Verilen metin:
>>>>>

“Zamanın Kemalleri” / İbrahim UYSAL

“Zamanın Kemalleri” / İbrahim UYSAL

Osmanlı, üç kıta da koskoca imparatorluk sınırlarından bir avuç toprağa kadar devlet olarak gerilemiş, o topraklarda işgal altına.

Sarayda Sultan ve haremi mutlu ama Osmanlının komutanları, İstanbul'dan çıkmak için İngiliz Validen izin almaları gerekiyordu.

Yıllar 1919 ile başlıyor ve Samsun'da nefes alınıyordu.

Takvimler 1920'ler, Ankara'nın en sıkıntılı ve yokluk günleri. Para yok, asker sınırlı ve yurtseverler yurdun dört bir yanında kurtuluş için uykusuz geceler geçiriyor, işbirlikçiler ise Saraydan tutun da işgallerin olduğu yerlerde, işgalcilerin, iş ortakları.

Temmuz biter ve 1921'in Ağustos ve Eylül'ünde Sakarya'da bir umut doğar, bir ulus kendine gelmeye başlar.

Bir yıl sonranın Eylül 9'unda da İzmir'de derin bir nefes alınır.

Türkiye Cumhuriyeti ile bir Mustafa Kemal doğar.

<<<<<

Öğeler:
>>>>>

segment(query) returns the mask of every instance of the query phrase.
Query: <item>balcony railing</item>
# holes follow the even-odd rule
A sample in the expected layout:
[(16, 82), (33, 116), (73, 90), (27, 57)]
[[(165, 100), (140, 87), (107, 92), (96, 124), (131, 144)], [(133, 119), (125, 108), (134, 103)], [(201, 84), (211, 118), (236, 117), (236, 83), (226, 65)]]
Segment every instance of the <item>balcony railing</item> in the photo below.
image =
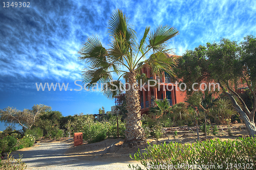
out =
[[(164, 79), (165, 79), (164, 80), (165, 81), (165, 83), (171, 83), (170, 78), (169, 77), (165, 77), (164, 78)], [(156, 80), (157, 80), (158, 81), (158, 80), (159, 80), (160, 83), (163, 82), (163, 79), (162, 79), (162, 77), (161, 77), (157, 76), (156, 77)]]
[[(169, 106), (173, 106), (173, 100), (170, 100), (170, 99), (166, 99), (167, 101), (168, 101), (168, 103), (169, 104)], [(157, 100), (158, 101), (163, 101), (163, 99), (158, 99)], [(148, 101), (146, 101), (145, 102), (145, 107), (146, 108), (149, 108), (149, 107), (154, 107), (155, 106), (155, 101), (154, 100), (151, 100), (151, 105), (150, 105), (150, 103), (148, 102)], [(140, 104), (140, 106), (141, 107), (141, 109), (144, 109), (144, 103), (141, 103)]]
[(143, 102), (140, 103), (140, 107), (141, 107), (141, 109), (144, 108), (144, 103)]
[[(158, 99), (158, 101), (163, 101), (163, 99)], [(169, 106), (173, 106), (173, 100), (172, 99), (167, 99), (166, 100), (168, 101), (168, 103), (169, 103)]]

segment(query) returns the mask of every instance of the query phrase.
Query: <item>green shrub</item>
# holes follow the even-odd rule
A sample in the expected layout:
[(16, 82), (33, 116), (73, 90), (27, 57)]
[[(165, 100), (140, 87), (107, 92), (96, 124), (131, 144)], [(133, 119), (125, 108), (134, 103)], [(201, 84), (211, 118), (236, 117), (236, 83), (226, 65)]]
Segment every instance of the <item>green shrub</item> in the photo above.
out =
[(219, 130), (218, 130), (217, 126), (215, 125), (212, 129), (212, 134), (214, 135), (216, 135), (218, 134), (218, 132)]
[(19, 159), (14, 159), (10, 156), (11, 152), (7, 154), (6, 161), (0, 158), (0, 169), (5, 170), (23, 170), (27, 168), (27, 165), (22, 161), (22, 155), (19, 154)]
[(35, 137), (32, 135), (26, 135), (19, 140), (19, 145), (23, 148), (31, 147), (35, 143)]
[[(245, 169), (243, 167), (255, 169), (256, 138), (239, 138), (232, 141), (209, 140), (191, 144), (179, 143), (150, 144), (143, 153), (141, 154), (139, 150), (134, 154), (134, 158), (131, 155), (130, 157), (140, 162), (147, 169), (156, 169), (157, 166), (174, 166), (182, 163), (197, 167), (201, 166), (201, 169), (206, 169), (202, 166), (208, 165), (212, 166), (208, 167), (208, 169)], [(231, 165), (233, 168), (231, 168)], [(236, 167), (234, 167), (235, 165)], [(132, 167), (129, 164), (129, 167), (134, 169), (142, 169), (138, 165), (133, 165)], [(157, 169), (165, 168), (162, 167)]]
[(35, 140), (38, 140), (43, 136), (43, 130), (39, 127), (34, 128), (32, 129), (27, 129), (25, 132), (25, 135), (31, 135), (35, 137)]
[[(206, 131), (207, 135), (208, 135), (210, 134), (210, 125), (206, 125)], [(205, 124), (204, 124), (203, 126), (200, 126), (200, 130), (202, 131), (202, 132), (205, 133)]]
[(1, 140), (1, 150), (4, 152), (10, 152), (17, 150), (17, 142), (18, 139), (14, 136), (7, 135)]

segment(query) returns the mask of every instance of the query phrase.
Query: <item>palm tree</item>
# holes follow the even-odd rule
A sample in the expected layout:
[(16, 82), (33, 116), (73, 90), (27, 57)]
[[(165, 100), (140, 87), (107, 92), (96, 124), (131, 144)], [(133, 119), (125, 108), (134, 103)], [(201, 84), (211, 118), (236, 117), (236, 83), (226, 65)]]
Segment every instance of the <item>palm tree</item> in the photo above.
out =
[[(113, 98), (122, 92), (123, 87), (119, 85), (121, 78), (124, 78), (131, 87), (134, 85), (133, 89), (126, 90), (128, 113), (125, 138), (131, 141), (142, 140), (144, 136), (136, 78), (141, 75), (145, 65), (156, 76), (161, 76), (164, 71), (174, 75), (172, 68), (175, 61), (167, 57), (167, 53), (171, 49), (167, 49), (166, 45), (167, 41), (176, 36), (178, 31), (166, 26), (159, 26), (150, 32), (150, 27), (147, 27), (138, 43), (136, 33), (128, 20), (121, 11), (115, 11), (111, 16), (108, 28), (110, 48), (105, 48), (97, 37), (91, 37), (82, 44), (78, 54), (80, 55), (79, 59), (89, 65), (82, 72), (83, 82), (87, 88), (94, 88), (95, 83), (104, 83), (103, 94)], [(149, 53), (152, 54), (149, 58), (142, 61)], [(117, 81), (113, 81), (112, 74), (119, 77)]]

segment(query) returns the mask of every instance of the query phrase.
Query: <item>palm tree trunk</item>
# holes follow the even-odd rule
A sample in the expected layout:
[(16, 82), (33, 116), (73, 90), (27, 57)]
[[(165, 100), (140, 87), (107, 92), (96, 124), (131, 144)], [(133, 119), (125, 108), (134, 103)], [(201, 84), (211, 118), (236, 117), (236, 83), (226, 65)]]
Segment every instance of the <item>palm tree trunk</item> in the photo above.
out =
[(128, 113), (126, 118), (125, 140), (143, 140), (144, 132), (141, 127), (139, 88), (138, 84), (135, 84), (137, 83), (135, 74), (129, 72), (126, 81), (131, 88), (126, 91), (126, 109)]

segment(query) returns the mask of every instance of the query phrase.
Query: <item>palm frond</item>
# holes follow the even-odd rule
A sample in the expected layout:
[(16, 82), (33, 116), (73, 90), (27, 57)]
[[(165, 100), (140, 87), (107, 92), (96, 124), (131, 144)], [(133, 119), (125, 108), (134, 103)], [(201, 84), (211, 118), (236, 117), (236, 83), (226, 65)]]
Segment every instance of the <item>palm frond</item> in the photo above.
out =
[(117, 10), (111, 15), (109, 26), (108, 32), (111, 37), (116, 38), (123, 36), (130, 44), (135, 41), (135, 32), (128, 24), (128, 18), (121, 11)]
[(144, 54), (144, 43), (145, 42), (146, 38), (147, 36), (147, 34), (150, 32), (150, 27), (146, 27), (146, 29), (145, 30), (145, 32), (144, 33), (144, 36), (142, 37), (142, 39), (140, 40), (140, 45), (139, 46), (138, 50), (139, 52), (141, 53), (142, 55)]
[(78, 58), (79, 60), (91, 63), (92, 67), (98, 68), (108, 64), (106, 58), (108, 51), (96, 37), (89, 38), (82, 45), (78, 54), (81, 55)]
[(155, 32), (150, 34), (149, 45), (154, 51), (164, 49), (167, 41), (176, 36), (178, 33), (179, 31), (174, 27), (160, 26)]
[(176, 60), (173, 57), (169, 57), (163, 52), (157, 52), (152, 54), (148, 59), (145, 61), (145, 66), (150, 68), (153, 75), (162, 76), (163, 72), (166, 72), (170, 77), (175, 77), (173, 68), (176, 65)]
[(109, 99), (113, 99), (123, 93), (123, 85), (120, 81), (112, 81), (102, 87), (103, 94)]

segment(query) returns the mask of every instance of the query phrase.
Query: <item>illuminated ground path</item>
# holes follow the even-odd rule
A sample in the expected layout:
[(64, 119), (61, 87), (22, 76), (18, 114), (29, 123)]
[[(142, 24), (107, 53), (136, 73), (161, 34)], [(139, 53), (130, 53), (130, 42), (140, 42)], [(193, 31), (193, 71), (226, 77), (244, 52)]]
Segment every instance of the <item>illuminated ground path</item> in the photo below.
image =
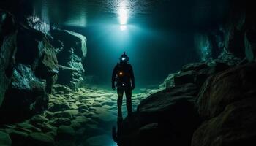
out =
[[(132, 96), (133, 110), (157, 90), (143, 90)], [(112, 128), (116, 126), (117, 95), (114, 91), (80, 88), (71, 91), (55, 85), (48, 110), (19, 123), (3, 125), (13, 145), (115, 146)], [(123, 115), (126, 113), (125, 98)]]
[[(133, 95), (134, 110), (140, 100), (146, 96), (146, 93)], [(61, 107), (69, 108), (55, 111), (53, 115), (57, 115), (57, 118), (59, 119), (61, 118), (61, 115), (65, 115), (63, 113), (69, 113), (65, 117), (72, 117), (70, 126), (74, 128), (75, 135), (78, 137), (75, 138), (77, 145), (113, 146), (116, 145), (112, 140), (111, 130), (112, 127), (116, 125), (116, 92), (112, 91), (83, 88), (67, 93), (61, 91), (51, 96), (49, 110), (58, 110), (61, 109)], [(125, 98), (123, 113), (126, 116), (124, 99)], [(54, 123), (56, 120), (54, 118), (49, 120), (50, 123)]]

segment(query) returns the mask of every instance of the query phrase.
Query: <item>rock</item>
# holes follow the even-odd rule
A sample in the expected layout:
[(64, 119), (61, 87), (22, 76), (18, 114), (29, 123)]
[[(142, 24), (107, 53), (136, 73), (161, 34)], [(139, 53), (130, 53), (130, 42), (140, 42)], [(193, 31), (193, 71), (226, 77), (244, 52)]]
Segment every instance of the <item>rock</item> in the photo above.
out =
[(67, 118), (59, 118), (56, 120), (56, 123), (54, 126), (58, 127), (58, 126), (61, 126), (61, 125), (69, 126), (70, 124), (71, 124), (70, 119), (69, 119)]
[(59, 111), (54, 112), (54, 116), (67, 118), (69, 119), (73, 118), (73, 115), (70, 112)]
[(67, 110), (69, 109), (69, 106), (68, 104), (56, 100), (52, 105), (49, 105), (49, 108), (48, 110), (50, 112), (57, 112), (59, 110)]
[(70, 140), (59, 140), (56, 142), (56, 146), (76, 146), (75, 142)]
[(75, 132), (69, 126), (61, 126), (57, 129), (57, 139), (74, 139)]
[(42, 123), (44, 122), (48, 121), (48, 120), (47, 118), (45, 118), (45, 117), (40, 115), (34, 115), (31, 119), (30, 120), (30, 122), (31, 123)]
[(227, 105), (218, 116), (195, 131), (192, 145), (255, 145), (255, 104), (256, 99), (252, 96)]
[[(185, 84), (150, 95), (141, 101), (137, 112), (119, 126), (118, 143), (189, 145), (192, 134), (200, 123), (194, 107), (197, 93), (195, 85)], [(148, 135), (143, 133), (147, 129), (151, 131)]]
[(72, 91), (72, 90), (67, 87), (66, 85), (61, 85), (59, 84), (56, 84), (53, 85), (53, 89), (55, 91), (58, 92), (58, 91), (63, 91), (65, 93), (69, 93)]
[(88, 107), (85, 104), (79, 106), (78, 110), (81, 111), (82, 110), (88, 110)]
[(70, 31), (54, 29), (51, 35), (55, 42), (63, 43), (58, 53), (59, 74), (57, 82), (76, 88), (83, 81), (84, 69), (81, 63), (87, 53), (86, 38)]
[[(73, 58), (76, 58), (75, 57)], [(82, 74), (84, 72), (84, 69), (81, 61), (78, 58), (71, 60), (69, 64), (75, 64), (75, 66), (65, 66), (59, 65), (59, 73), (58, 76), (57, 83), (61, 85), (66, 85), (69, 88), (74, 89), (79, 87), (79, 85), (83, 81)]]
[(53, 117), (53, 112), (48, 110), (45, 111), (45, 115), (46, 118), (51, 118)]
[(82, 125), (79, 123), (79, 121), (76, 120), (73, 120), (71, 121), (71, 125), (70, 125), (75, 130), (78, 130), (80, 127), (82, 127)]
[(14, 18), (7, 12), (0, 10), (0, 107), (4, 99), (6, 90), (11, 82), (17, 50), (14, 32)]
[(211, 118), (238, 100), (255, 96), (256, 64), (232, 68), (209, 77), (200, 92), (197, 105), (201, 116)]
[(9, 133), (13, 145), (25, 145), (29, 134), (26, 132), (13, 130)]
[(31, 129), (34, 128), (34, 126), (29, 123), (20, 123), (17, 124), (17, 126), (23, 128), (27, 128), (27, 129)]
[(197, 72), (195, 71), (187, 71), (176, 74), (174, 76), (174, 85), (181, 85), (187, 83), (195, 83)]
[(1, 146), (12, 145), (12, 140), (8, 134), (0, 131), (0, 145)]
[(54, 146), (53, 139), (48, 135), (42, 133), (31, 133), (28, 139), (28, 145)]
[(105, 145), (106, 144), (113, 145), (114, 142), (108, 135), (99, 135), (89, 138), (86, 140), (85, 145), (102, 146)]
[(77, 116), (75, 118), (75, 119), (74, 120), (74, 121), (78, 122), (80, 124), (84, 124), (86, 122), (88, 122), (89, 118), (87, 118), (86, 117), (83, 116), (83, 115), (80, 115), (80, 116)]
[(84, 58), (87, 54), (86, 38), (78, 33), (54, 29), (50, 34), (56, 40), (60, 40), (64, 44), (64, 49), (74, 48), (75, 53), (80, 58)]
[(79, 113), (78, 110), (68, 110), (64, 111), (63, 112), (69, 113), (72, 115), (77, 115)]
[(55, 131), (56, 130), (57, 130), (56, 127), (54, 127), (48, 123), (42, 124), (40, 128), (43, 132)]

<<<<<

İstenen:
Verilen metne göre 1921 yılının Ağustos ve Eylül aylarında umudun doğduğu yer neresidir?

Beklenen çıktı:
Sakarya